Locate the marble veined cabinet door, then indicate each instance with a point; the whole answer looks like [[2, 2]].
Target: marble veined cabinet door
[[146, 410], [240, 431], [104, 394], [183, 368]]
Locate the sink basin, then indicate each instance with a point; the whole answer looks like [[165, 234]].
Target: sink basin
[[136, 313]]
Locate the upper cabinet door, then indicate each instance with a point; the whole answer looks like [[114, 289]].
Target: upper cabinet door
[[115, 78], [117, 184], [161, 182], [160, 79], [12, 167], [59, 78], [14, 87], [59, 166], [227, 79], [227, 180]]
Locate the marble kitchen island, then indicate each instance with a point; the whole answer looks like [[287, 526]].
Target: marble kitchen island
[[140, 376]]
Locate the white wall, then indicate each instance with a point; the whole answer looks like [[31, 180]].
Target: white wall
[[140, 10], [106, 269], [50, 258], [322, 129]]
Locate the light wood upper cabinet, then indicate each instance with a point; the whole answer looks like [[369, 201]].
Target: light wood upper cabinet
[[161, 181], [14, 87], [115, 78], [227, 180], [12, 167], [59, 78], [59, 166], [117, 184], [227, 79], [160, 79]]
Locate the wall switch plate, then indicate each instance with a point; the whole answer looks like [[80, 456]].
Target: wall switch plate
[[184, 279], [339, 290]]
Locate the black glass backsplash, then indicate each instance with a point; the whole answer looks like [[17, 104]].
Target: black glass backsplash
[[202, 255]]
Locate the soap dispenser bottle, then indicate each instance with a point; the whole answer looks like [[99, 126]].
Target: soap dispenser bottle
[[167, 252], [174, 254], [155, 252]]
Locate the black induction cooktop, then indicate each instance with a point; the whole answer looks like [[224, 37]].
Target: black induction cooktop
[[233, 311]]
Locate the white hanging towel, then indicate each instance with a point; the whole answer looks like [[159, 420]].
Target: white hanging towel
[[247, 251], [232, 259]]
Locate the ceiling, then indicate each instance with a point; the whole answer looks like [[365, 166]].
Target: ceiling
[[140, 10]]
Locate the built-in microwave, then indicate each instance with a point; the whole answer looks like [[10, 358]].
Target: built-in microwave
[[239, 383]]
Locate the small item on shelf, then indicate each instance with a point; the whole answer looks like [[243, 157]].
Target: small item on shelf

## [What to work on]
Beginning at the line containing "Locate the white hanging", output exactly each line up to and including the last line of the material above.

## [Expected answer]
Locate the white hanging towel, then indicate each instance with a point; the whole answer looks like [[159, 420]].
Target: white hanging towel
[[247, 251], [232, 259]]
Locate the ceiling, then indicate each instance with a point; the whole answer looks like [[365, 166]].
Target: ceiling
[[140, 10]]
Locate the built-in microwave, then indicate each instance with a point; the whole answer looks like [[10, 358]].
Target: built-in microwave
[[239, 383]]
Locate the small item on shelf, then indicate each instance with a point; the whole answer looks like [[243, 157]].
Target: small item on shelf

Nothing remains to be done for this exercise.